WHAT IS REQUIRED: Copy the passage of the Maryknoll Cambodia article starting at "Maryknoll Cambodia members" and ending at "groups working together.", swapping "spirit of community" for "sense of fellowship".

TEXT SHOWN:
═══

WEB-ONLY FEATURE:
Members of the Maryknoll family work as one to help the poor in Cambodia
Maryknoll missioners have been collaborating among themselves as well as with other like-minded groups around the world for years. Cambodia, where Maryknoll has spent more than 25 years serving the Cambodian people as they recover from the legacy of the Khmer Rouge genocide of the 1970s, is one of the best examples of that spirit of cooperation.
“The story of Maryknoll in Cambodia is a story of priests, brothers, sisters and lay people working to ‘seek first the Kingdom of God,’ ” says Father Kevin Conroy, a Maryknoll priest associate from the Diocese of Cleveland who has served in the Southeast Asian nation for 12 years. There the Maryknoll Fathers and Brothers, the Maryknoll Sisters and the Maryknoll Lay Missioners work together as an international non-governmental organization (NGO) called Maryknoll Cambodia.
While the collaboration in Cambodia has taken different shapes over the years, Father Conroy says, right now, the work overseen by the Maryknoll Cambodia Mission Team includes education support programs for low-income families, health and wellness programs for vulnerable Cambodians, mental health programs, as well as programs serving Cambodians with HIV/AIDS, victims of human trafficking and outreach to Cambodia’s deaf population.
Maryknoll Cambodia members support each other by working together as one, sharing a spirit of community in prayer and often working together in specific projects. Collaborative projects have Maryknollers from at least two groups working together.
“In Maryknoll Cambodia we look at what the talents are and what are the needs of the project,” says Suzanne “Sami” Scott, a Maryknoll lay missioner from St. Paul, Minn. “There is a sense of community, family and equality.” Scott worked with Maryknoll Sister Mary Little, who is the director of the Boeung Tum Pun Community Health and Education Project that helps families in need to give their children the opportunity for a better education and future.

═══

(Stored items)
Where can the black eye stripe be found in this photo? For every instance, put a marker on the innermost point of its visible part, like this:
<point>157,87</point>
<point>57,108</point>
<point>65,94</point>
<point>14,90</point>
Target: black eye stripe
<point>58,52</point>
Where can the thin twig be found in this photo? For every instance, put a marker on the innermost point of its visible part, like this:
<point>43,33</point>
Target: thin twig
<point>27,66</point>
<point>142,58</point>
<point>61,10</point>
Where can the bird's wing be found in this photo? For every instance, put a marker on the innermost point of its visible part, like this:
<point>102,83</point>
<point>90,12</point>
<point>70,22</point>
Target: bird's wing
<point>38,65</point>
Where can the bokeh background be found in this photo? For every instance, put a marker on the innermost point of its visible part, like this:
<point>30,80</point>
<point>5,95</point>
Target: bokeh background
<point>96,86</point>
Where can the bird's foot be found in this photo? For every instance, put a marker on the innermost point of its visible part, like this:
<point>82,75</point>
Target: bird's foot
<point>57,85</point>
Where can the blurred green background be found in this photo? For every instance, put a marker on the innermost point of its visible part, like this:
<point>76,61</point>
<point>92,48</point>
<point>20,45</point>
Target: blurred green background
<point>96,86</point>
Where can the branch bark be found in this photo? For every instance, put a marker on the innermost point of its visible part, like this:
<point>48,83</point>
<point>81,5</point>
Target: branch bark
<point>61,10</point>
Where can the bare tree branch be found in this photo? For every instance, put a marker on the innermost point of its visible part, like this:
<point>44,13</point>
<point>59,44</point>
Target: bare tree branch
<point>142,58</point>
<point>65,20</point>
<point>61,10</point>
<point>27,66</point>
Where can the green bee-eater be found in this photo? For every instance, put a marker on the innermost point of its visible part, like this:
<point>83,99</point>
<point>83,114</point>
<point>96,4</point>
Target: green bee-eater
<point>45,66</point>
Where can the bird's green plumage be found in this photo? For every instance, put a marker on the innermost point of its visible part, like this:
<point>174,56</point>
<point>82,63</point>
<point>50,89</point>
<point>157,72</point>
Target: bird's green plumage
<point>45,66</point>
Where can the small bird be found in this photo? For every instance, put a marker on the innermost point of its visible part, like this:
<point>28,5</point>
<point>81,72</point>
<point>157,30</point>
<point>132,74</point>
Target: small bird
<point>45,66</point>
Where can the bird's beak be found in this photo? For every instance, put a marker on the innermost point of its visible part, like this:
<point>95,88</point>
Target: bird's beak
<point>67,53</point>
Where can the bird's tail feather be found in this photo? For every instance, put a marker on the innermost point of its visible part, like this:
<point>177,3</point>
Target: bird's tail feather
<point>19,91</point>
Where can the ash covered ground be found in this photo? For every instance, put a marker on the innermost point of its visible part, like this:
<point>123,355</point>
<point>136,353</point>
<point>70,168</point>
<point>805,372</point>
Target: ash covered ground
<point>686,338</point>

═══

COMPLETED TASK:
Maryknoll Cambodia members support each other by working together as one, sharing a sense of fellowship in prayer and often working together in specific projects. Collaborative projects have Maryknollers from at least two groups working together.